● Problem to work on: Rewrite the lines below as a numbered list, leaving out any blank lines.

━━━━━━━━━━━━━━━━━━━━━━━━━━━━━━

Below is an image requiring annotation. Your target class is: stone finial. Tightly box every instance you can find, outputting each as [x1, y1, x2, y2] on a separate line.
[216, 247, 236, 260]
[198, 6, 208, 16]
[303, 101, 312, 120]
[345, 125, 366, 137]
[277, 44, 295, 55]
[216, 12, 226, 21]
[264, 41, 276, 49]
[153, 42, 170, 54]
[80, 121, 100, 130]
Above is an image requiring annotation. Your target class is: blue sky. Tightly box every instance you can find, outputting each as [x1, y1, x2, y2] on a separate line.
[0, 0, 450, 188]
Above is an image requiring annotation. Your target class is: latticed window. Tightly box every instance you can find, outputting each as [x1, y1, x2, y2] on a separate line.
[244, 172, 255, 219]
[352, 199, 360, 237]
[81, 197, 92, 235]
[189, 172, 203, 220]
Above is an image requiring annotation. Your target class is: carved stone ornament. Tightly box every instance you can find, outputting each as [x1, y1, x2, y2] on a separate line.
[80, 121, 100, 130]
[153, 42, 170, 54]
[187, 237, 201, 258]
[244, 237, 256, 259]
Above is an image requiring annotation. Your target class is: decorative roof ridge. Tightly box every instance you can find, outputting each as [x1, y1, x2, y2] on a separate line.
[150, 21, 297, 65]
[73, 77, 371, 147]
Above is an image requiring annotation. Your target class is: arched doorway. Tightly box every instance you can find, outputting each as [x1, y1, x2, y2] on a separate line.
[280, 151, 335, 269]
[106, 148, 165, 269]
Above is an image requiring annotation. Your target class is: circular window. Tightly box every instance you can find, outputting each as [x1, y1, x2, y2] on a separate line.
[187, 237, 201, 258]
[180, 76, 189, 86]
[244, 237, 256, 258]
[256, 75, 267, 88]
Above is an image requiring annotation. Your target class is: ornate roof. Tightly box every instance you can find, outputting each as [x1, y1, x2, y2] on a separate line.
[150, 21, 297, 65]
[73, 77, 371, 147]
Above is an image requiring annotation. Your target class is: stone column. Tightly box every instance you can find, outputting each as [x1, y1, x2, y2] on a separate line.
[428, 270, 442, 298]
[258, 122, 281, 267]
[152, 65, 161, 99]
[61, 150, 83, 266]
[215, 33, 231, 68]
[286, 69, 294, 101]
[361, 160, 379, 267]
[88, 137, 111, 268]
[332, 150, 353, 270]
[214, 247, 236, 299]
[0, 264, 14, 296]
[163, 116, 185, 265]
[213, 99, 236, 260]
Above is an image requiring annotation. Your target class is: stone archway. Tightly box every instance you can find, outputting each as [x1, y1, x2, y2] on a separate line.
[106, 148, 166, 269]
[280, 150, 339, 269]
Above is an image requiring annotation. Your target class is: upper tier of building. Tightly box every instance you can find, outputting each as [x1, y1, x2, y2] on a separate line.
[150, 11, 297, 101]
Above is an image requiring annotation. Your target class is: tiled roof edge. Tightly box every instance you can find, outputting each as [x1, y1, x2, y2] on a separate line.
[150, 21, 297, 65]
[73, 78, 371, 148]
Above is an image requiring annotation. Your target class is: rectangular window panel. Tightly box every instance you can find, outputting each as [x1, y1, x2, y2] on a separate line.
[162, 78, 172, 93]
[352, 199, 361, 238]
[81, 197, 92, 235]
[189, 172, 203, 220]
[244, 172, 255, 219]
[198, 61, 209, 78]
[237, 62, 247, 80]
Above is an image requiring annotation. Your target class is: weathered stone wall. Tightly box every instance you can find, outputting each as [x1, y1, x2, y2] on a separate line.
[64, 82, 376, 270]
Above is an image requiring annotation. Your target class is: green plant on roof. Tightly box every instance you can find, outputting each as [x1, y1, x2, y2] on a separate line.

━━━━━━━━━━━━━━━━━━━━━━━━━━━━━━

● Task solution:
1. Below is an image requiring annotation. Your target class is: stone finial. Tightly box every instance you can find, outputting each as [x1, y1, x2, y2] on a separate line.
2. [216, 247, 236, 260]
3. [198, 6, 208, 16]
4. [303, 101, 312, 120]
5. [345, 125, 366, 137]
6. [277, 44, 295, 55]
7. [216, 12, 226, 21]
8. [264, 41, 276, 49]
9. [153, 42, 170, 54]
10. [80, 121, 100, 130]
11. Above is an image requiring annotation. Your target class is: blue sky. Tightly box every instance you can find, outputting each as [x1, y1, x2, y2] on a separate line.
12. [0, 0, 450, 188]
13. Above is an image requiring annotation. Your target class is: latticed window. Tightly box every instance you can find, outputting each as [x1, y1, x2, y2] on a separate line.
14. [244, 172, 255, 219]
15. [352, 199, 360, 237]
16. [81, 197, 92, 235]
17. [189, 172, 203, 220]
18. Above is an image requiring annotation. Your target class is: carved stone ornament. Tightly box every instance you can find, outputting each as [x1, y1, x2, y2] on a separate line.
19. [80, 121, 100, 130]
20. [153, 42, 170, 54]
21. [187, 237, 201, 258]
22. [244, 237, 256, 259]
23. Above is an image requiring annotation. Your target class is: decorative roof ridge. Tightly box every instance you can find, outputting each as [x1, y1, x2, y2] on a separate line.
24. [150, 21, 297, 65]
25. [73, 77, 371, 147]
26. Above is an image requiring annotation. Your target class is: arched doorway. Tightly box every instance you can find, outputting each as [x1, y1, x2, y2] on a separate line.
27. [280, 151, 335, 269]
28. [106, 148, 165, 269]
29. Above is an image requiring annotation. Your target class is: circular window. Tightly box every instance you can find, outputting each as [x1, y1, x2, y2] on a separate line.
30. [187, 237, 201, 258]
31. [180, 76, 189, 86]
32. [244, 237, 256, 258]
33. [256, 75, 267, 88]
34. Above is an image requiring annotation. Your target class is: ornate roof. Tightly box every instance you can find, outputting each as [x1, y1, x2, y2] on a separate line.
35. [150, 21, 297, 65]
36. [73, 77, 371, 147]
37. Above is an image requiring annotation. Your target class is: stone column. Tightly box every instance you can find, outputting each as [x1, y1, x2, y2] on a separate line.
38. [428, 270, 442, 298]
39. [258, 122, 281, 267]
40. [152, 65, 161, 99]
41. [61, 150, 83, 266]
42. [215, 33, 231, 68]
43. [286, 69, 294, 101]
44. [361, 160, 379, 267]
45. [88, 137, 111, 268]
46. [332, 150, 353, 270]
47. [214, 247, 236, 299]
48. [0, 264, 14, 296]
49. [163, 116, 185, 265]
50. [213, 99, 236, 260]
51. Above is an image requiring annotation. Your target class is: stone archway. Tightly box every instance you can find, outputting each as [x1, y1, x2, y2] on a separate line.
52. [106, 148, 166, 269]
53. [280, 150, 339, 269]
54. Above is an image requiring annotation. Your target class is: upper tier of building. Tightly box every instance you can find, outputting each as [x1, y1, x2, y2] on a separate line.
55. [150, 11, 297, 101]
56. Above is an image requiring annotation. Your target class is: tiled roof edge. Tightly box every instance you can find, outputting each as [x1, y1, x2, y2] on a separate line.
57. [150, 21, 297, 65]
58. [73, 78, 371, 148]
59. Above is an image requiring annotation. Your target class is: rectangular window panel. Tightly box every instance you can find, outputting each as [x1, y1, x2, y2] on a separate line.
60. [162, 78, 172, 93]
61. [352, 199, 361, 238]
62. [81, 197, 92, 235]
63. [189, 172, 203, 220]
64. [244, 172, 255, 219]
65. [198, 61, 209, 78]
66. [237, 62, 247, 80]
67. Above is an image requiring annotation. Your target class is: weathered stone wall. Tightly box every instance you can find, outputting each as [x1, y1, x2, y2] on a separate line.
68. [64, 82, 376, 270]
69. Above is an image requiring annotation. Your target class is: green plant on roof. Tightly box every instance you can find, outputting each as [x1, y1, x2, y2] on a separate line.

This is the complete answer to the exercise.